GIVEN INFORMATION start
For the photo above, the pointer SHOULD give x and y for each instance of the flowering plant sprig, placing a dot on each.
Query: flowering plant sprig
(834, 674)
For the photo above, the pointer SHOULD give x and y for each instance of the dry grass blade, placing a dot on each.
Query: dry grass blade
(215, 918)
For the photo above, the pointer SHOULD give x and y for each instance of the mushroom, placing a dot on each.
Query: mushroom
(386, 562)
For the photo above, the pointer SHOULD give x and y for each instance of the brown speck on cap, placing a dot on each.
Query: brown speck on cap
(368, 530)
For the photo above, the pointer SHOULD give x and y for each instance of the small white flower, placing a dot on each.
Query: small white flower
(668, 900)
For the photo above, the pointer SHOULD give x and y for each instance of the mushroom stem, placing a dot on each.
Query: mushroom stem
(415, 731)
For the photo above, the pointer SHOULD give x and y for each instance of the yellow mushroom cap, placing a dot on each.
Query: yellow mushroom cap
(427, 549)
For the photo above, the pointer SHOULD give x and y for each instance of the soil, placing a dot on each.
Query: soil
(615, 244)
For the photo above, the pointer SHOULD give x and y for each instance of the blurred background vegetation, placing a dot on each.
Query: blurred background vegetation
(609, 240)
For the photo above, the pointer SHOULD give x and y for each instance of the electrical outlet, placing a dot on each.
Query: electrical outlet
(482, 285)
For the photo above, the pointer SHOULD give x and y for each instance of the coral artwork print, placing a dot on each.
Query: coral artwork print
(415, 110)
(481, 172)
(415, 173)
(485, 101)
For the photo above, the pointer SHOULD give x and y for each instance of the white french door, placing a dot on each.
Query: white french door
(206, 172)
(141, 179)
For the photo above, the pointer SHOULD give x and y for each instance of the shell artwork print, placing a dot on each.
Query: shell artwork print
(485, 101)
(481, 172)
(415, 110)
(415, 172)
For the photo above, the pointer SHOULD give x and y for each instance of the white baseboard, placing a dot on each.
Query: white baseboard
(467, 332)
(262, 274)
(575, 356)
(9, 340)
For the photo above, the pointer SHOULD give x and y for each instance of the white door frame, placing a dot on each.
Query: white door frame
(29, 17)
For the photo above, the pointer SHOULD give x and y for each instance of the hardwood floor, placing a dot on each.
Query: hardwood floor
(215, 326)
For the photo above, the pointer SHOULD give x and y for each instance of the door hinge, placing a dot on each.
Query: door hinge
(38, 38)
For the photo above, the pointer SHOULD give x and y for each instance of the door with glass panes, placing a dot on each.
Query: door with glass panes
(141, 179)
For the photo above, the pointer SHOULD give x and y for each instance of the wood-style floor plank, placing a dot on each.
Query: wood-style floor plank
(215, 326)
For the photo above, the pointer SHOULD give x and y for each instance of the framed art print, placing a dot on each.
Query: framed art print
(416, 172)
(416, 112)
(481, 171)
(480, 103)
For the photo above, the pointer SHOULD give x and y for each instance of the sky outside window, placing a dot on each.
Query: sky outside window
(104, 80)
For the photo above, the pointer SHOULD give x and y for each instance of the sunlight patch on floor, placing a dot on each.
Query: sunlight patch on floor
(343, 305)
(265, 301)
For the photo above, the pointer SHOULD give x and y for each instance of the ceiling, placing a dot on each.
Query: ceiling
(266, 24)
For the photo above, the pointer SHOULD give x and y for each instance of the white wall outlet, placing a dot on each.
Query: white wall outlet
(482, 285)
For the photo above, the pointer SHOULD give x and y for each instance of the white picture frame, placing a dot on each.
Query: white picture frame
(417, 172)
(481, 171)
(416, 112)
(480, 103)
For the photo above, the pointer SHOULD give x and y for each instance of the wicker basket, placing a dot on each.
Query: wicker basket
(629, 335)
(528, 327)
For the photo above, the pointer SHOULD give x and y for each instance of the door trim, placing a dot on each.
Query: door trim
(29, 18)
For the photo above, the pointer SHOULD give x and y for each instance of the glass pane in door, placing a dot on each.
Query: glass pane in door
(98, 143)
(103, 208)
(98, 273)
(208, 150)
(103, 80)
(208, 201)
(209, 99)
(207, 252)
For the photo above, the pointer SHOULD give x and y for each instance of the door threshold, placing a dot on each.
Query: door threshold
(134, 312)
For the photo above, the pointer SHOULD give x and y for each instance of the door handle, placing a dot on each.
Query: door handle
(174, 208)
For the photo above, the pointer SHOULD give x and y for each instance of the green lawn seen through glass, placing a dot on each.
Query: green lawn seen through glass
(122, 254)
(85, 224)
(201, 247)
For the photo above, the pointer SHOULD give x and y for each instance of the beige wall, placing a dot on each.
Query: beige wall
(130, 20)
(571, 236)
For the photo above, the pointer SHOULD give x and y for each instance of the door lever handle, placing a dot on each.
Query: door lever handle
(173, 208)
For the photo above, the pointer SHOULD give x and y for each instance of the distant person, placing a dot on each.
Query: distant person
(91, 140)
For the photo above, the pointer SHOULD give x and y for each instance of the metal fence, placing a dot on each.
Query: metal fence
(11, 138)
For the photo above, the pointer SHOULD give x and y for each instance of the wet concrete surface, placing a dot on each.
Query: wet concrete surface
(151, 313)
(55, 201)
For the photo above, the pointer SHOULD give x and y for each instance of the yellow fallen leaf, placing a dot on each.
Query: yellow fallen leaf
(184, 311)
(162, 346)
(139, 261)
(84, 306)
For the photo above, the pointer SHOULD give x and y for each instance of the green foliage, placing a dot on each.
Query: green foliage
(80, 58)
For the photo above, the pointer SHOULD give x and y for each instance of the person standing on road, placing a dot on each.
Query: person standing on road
GIVEN INFORMATION end
- REQUIREMENT -
Copy every row above word for word, without changing anything.

- RESPONSE -
For the photo above, the pointer SHOULD give x and y for each instance of the flowering plant sprig, placing a dot on each.
Query: flowering plant sprig
(834, 674)
For the photo above, the pointer SHOULD give x and y for each instance of the dry grass blade, placing a dot on each.
Query: dry grass blade
(215, 918)
For the photo above, the pointer SHOULD give x and y for each instance of the mushroom, placing a dot on each.
Query: mushroom
(386, 562)
For the photo above, the pointer SHOULD give x and y for each instance of the brown speck on cap, placing a dot on each.
Query: brown speck on cap
(368, 530)
For the photo above, the pointer SHOULD give x and y for each instance of the small white flower, placing a dot on each.
Query: small white flower
(668, 900)
For the photo above, the pointer SHOULD give x and y for each instance of the mushroom stem, placing a dot on each.
Query: mushroom stem
(415, 731)
For the photo above, the pointer SHOULD give x and y for each instance of the yellow mushroom cap, placing a dot on each.
Query: yellow mushroom cap
(427, 549)
For the photo above, the pointer SHOULD give x and y for each instance of the soil, placing a dot on each.
Query: soil
(615, 244)
For the photo above, the pointer SHOULD give x and y for each instance of the blurred background vegetation, placing a dot on each.
Query: blurred background vegetation
(609, 240)
For the photo above, the pointer SHOULD give x and y for each instance of the electrical outlet, placing a dot on each.
Query: electrical outlet
(482, 285)
For the photo above, the pointer SHOULD give x and y for each instance of the coral artwork print, placing a dot on each.
Query: coral artwork print
(415, 110)
(481, 172)
(415, 173)
(485, 101)
For the photo above, the pointer SHOULD give x and y for each instance of the white french door, placing a dot on each.
Query: white french door
(206, 172)
(141, 179)
For the photo above, the pointer SHOULD give x and y for each instance of the shell artwork print, placing a dot on each.
Query: shell artwork print
(485, 101)
(481, 172)
(415, 110)
(415, 172)
For the photo above, the pointer SHOULD give x and y for each instance of the white baseboard, placing a dot on each.
Query: white baseboard
(467, 332)
(262, 274)
(575, 356)
(9, 340)
For the photo above, the pointer SHOULD give x and y for each instance of the white door frame, placing a dot on each.
Query: white door frame
(29, 17)
For the photo above, the pointer SHOULD give x and y for each instance of the hardwood floor, placing a dot on each.
Query: hardwood floor
(215, 326)
For the photo above, the pointer SHOULD give x and y for each instance of the door hinge, placing a dot on each.
Query: door hinge
(38, 38)
For the photo above, the pointer SHOULD give x and y for each instance of the door with glass panes, placing a dot on each.
Query: door with glass panes
(141, 179)
For the photo above, the pointer SHOULD give x and y for each instance of the wood-style floor plank, placing a dot on each.
Query: wood-style floor plank
(215, 326)
For the photo above, the pointer SHOULD give x and y for each instance of the framed art print, placing a dot on each.
Query: framed art print
(416, 172)
(416, 112)
(481, 171)
(480, 103)
For the photo above, the pointer SHOULD give x and y for each instance of the sky outside window, placing a dot on each.
Query: sky outside window
(104, 80)
For the photo above, the pointer SHOULD give x and y for each instance of the sunlight patch on floor, placing a dot on each.
Query: sunlight patch on floor
(343, 305)
(265, 301)
For the photo above, the pointer SHOULD give x and y for each instance of the ceiling, placing a dot on each.
Query: ceiling
(266, 24)
For the photo above, the pointer SHOULD give x and y for each instance of the white wall outlet, placing a dot on each.
Query: white wall outlet
(482, 285)
For the photo above, the pointer SHOULD give x and y for each instance of the white picture frame, placing a dot on each.
Query: white picture frame
(417, 172)
(481, 171)
(416, 112)
(480, 103)
For the photo above, the pointer SHOULD give x and y for each instance of the wicker basket, placing a dot on each.
Query: wicker basket
(629, 335)
(528, 327)
For the photo above, the pointer SHOULD give x and y for each instance of the door trim, placing a dot on each.
Query: door trim
(29, 18)
For the photo above, the pointer SHOULD give x and y for each instance of the glass pane in door, placing a dot on each.
Query: glass pane in door
(98, 143)
(103, 208)
(98, 273)
(208, 150)
(103, 80)
(208, 201)
(209, 99)
(207, 252)
For the photo above, the pointer SHOULD give x and y for each instance of the door threshold, placing a dot on each.
Query: door threshold
(134, 312)
For the photo above, the pointer SHOULD give x and y for each instance of the door handle, placing a dot on each.
Query: door handle
(174, 208)
For the photo above, the pointer SHOULD give x and y for each instance of the green lawn seen through glass, placing a dot on each.
Query: green lawn seen through glass
(122, 254)
(85, 224)
(201, 247)
For the photo above, the pointer SHOULD give x and y for each instance of the beige wall, placing a dot on each.
Query: beige wall
(130, 20)
(571, 236)
For the photo above, the pointer SHOULD give x and y for each instance of the door lever handle, placing a dot on each.
Query: door lever handle
(173, 208)
For the photo above, the pointer SHOULD give x and y for each instance of the distant person, placing a dot on each.
Query: distant person
(91, 140)
For the photo above, the pointer SHOULD give x and y for each instance of the metal fence, placing a dot on each.
Query: metal fence
(11, 138)
For the photo above, the pointer SHOULD give x and y for each instance of the wet concrete surface, placing a dot on each.
Query: wet concrete surface
(151, 313)
(55, 201)
For the photo above, the pointer SHOULD give x and y for each instance of the yellow fallen leaf, placing a dot on each.
Query: yellow fallen leaf
(184, 311)
(162, 346)
(139, 261)
(84, 306)
For the photo above, the pointer SHOULD give x and y for each instance of the green foliage, placing a dot on each.
Query: green foliage
(80, 58)
For the photo above, the pointer SHOULD give x and y for each instance of the person standing on road, placing a dot on each.
Query: person standing on road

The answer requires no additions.